Reproduce, word for word, the portion of the Cokie Roberts tribute below that begins with the words containing "Her career reflected" and ends with "of course, Georgetown.".

- [SOURCE DOCUMENT]:
____

When the interviews with presidents, the holding forth on political convention floors, the sparring with American and world leaders and the presiding over shows with her peers, friends and fellow journalists were set aside, she was always daughter, granddaughter, sister, wife, mother and grandmother.

The two were connected, as most were aware. Her father, Hale Boggs, was a powerful Democratic member of the House of Representatives from Louisiana, presumed dead in a plane crash in Alaska in 1972. Her mother, Lindy Boggs, succeeded her husband and ran successfully for his seat, while her sister Barbara Boggs became mayor of Princeton, New Jersey, and her late brother Tommy was well known in Washington as a prominent attorney and lobbyist with Squire Patton Boggs.

Over the years, she had expressed a certain amount of regret over not entering the political ranks, which her family genes seemed to indicate, but she did the next best thing. She wrote about and became generally immersed in that world in which her family shone brightly. In a way, she did it her way, and brought a spirit of tough grace and open, tolerant, civil style to the world of journalism, especially television journalism.

Her career reflected a way of life in Washington that centered around world and national news and politics as it was practiced on the Hill, at the White House and in the neighborhoods where the wielders of power and those who commented on them in print and on the air lived. That included, of course, Georgetown.

She began her career at WRC-TV, where she hosted a public affairs program called “Meeting of the Minds” (which could pass for a personal motto in the way she conducted herself). She married a journalist, Steve Roberts, in 1966. The couple moved to Los Angeles, where she worked as a producer of children’s program and was a stringer for CBS News in Greece.

In 1976, she began working for the fledgling National Public Radio. As an NPR congressional correspondent for more than a decade, she was a contributor to the PBS evening news show “The MacNeil/Lehrer Report.” During that period, she was also one of the few women working in television, a pioneer along with colleagues Linda Wertheimer and Nina Totenberg. Many younger female colleagues remembered her as a friend, a mother figure and a helper.

She moved to ABC in 1998 as a political correspondent alongside the likes of Peter Jennings and Ted Koppel, co-anchoring the network’s Sunday morning broadcast, “This week with Sam Donaldson and Cokie Roberts,” and becoming a national figure.

She had an abundance of the Washington coin of the realm: respect. She also had style, an unwillingness to take guff, a wealth of direct knowledge of the practice of politics and a sparkling personality. Watching her broadcasts, her encounters with senators and presidents, you know two things right away. She could hold her own with anybody, but she also dispensed the joy she showed in her work freely and obviously. She said that having a front-row seat to history was a privilege: “You do get used to it, and you shouldn’t, because it’s a very special thing to be able to be in that room when all kinds of special things are happening.”

Roberts was mostly even-handed in her treatment of elected officials, challenging Democrats and Republicans, Clintons and Bushes, alike on matters of policy or conduct. She disliked the divisiveness that was becoming apparent in the coverage of news, and its characterization. “There is no such thing as ‘fake news.’” she said. “It’s either news or it’s fake.”

Former President George W. Bush said that “she covered us for decades as a talented, tough and fair reporter. We respected her drive and appreciated her humor. She became a friend.” Former President Barack Obama said that “she was a trailblazing figure, a role model to young women at a time when the profession was dominated by men.” Donald Trump said: “I would like to wish her family well. She was a professional and I respect a professional.” But he also said: “I never met her. She never treated me nicely.”

If you perused the comments section on YouTube and news reports, certain words recurred: poise, integrity, grace, humor, honesty, the real coin of the realm. Mary Martha Corinne Morrison Claiborne Boggs, later Roberts, had a long name, but in the end, there she was — Cokie, one of a kind.

____

- [DATA SECTION]:
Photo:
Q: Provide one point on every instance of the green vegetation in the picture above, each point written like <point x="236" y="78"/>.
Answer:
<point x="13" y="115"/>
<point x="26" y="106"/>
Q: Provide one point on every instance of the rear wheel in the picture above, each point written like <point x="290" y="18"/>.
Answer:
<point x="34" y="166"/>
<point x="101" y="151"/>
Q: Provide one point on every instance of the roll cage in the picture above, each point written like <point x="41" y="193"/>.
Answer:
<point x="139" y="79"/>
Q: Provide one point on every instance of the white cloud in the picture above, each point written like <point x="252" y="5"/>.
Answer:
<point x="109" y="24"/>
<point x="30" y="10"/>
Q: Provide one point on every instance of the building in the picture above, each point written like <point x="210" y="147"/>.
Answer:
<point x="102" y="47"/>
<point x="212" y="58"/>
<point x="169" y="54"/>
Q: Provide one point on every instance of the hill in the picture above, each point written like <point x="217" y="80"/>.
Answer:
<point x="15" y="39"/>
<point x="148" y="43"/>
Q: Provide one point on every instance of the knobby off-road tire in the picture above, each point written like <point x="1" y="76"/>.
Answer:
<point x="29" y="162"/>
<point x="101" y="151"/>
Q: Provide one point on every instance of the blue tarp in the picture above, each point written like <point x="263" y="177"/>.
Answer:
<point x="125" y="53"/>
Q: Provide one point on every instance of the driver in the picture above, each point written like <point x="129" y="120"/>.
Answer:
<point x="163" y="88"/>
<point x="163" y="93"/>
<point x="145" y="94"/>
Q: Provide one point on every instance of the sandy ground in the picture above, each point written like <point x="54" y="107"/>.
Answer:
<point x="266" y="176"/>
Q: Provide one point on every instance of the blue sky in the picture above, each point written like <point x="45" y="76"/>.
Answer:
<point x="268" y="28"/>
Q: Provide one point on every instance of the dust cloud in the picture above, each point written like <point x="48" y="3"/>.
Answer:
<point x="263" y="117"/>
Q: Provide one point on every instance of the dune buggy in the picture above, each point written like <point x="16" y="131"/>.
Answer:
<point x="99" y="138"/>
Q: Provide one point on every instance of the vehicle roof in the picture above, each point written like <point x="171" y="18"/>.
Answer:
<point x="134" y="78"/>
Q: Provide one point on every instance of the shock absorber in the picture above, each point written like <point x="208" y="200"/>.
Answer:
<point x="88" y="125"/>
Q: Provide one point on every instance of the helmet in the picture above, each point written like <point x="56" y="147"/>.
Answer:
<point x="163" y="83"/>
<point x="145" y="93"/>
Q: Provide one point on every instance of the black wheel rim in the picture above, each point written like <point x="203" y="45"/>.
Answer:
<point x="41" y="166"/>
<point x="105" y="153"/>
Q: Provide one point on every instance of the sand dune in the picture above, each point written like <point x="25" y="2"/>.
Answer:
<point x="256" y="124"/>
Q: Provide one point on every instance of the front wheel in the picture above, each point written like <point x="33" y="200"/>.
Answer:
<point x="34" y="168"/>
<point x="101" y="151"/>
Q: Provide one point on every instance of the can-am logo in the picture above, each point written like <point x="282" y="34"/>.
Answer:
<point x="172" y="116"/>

____

- [THE COMPLETED TASK]:
Her career reflected a way of life in Washington that centered around world and national news and politics as it was practiced on the Hill, at the White House and in the neighborhoods where the wielders of power and those who commented on them in print and on the air lived. That included, of course, Georgetown.